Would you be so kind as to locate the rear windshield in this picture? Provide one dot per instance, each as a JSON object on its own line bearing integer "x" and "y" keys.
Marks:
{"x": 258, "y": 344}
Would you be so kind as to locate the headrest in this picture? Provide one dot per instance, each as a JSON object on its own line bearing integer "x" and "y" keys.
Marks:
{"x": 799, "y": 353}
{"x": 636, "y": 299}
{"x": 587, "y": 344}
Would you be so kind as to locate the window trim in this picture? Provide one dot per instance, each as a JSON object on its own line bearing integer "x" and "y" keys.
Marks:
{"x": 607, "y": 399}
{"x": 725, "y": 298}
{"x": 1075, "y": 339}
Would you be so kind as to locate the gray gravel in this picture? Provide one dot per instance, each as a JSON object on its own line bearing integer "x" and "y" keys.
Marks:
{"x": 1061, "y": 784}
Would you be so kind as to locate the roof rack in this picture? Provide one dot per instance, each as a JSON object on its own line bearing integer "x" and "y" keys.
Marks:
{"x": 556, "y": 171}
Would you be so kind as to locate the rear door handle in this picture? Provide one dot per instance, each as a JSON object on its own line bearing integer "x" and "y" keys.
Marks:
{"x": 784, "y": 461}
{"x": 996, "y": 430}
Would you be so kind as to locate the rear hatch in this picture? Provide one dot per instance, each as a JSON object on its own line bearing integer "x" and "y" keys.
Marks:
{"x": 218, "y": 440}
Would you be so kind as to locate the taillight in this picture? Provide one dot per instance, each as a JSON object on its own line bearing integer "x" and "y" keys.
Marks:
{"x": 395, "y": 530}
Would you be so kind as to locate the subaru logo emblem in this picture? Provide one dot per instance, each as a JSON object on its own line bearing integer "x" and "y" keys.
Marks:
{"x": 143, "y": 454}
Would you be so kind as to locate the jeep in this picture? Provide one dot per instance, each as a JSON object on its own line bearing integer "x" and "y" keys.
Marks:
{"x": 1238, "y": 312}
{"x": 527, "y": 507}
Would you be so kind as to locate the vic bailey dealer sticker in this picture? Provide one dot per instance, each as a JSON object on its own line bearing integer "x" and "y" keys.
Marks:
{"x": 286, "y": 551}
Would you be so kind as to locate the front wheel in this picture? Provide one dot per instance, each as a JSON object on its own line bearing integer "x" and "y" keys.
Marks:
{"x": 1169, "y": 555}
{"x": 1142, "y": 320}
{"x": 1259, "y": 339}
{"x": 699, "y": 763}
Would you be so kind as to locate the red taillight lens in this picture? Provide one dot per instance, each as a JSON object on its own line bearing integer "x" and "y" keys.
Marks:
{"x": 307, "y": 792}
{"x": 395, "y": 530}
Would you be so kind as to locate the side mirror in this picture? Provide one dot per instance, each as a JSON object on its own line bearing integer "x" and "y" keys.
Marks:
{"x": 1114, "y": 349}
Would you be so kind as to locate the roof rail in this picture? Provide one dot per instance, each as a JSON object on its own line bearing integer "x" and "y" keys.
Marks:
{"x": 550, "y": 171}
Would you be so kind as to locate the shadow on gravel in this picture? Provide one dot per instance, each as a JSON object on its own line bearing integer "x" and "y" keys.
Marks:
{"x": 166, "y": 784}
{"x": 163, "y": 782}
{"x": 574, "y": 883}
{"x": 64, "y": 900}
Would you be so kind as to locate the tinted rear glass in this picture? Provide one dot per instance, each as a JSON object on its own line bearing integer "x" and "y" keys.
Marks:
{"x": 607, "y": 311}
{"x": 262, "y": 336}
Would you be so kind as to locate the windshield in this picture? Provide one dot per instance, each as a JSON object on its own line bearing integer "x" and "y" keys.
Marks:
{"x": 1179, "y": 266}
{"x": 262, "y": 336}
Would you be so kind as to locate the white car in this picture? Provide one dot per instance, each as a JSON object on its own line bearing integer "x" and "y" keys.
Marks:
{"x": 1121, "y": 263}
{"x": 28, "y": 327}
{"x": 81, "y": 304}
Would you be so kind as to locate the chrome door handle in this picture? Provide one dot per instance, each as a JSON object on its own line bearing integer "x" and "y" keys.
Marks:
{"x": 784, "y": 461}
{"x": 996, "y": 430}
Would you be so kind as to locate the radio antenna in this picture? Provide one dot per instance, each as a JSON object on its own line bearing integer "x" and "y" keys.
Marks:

What is being asked ::
Quote every line from the line containing "Would you be so kind as to locate the white" through the closing line of the listing, including both.

Final answer ::
Would you be so kind as to locate the white car in this picture? Provide one dot per instance, each as a JSON object on its own line bearing integer "x" and "y" keys.
Marks:
{"x": 1121, "y": 263}
{"x": 28, "y": 327}
{"x": 81, "y": 304}
Would you be so kind as to locate the chrome door handle in this picture? Provide one dot per instance, each as a JSON object on its own line bearing integer "x" and "y" keys.
Marks:
{"x": 784, "y": 461}
{"x": 996, "y": 430}
Would you be so kind as to locate the radio antenna in this picture? Provide one dot per instance, each as a JSON object on its own line bearing integer "x" and "y" keys.
Marks:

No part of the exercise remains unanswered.